* [PROVIDED TEXT]
◇ ◇ ◇ ◇ ◇ ◇ ◇
Given the experience I had with the Frankenstein project, the next time I taught a book history seminar, I decided to have my students review and critique a list of digital archives and tools as a way of introducing students to DH and moving our class topics from the history of the book to the future of publication and reading habits. The activity was also preliminary for our class’s final project of working with our library’s Special Collections to transcribe, edit, and digitize a selection of the school’s rare books and documents. Students worked in groups to explore and compare existing digital archives in order to formulate goals for what their group’s digital archive might look like down the road, and this plan would help to inform their editorial procedures and task lists that semester. As a class, students recorded observations about the DH projects on a shared Google Sheet for over fifty digital archives hosted by universities, private and public libraries, and other institutions and historical societies, including larger DH projects like the Cervantes Project, the Database of Early English Playbooks, the Eighteenth-Century Poetry Archive, Folger Digital Texts, the Shelley-Godwin Archive, and the William Blake Archive, as well as smaller sites like the American Antiquarian Society’s Louis Prang and Chromolithography site and Trinity College Dublin’s Gothic Past, both of which used Omeka, the platform we would use to host our own digital exhibits. The questions students answered on the shared Google Sheet included these:

  • What are the purpose and parameters of this project?
  • Who is the organization, institution, or individual who hosts/owns the site?
  • What date was the archive last updated?
  • How is the archive organized (by timeline, map, thematic categories, etc.)?
  • How user-friendly is this website?
  • Does this archive have any broken links or other “problem areas”?
  • How might someone use this digital archive?
  • What is something interesting you discovered or learned from perusing this archive?
  • What kind of contact information is provided for the archive’s creators or host?

Because most of the English majors in my class were new to digital humanities, more than one group expressed surprise at how much harder it was to navigate most of the websites as compared to, say, Amazon.com. This prompted a class discussion that returned us to Robert Darnton’s concept of the “communication circuit,” which encompasses the key players that are involved in the conception, publication, and marketing of a published work, and how this list of key players (and demands for funding) only increases when digital spaces are involved.5

As a class, we talked about how archives—whether physical or digital—depend on people’s labor, physical and technological infrastructure, and funding sources. For the students’ own digital archive projects, they acknowledged that the survival and completion of their long-term goals would depend on future students and librarians to continue and maintain their projects. Students had observed that while many of the archives they reviewed in class were alive with updates, Twitter feeds, and recent announcements, there were other digital archives that seemed to have been abandoned in the early 2000s, with defunct hyperlinks and outdated website backgrounds and graphics. These orphaned projects were still rich with preserved texts and documents, but the decay from having existed without updates or upkeep kept the site from functioning as it had originally been intended, and the outdated appearance of the website rightly flagged my students’ suspicions regarding the sites’ credibility and current relevance.
◇ ◇ ◇ ◇ ◇ ◇ ◇
* [DATA SHOWN]
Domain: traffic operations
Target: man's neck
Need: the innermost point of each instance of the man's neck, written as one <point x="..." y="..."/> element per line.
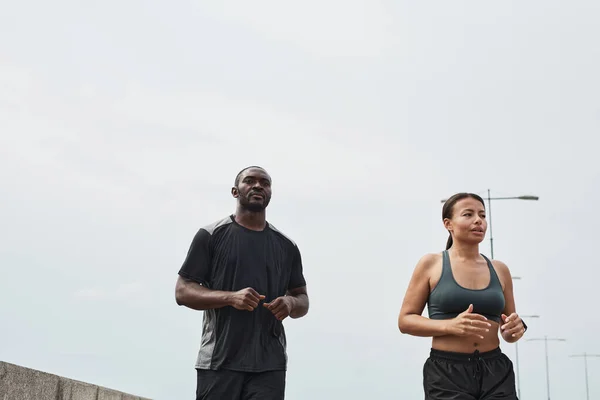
<point x="253" y="220"/>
◇ ◇ ◇ ◇ ◇ ◇ ◇
* [WORK TO BE COMPLETED] In the passage on the digital archives seminar, why did the groups explore and compare existing digital archives? Answer in one to three sentences.

* [ANSWER FOR THE TASK] The groups explored and compared existing digital archives so they could set goals for what their own group's digital archive might eventually look like. That plan would then shape their editorial procedures and task lists for the semester.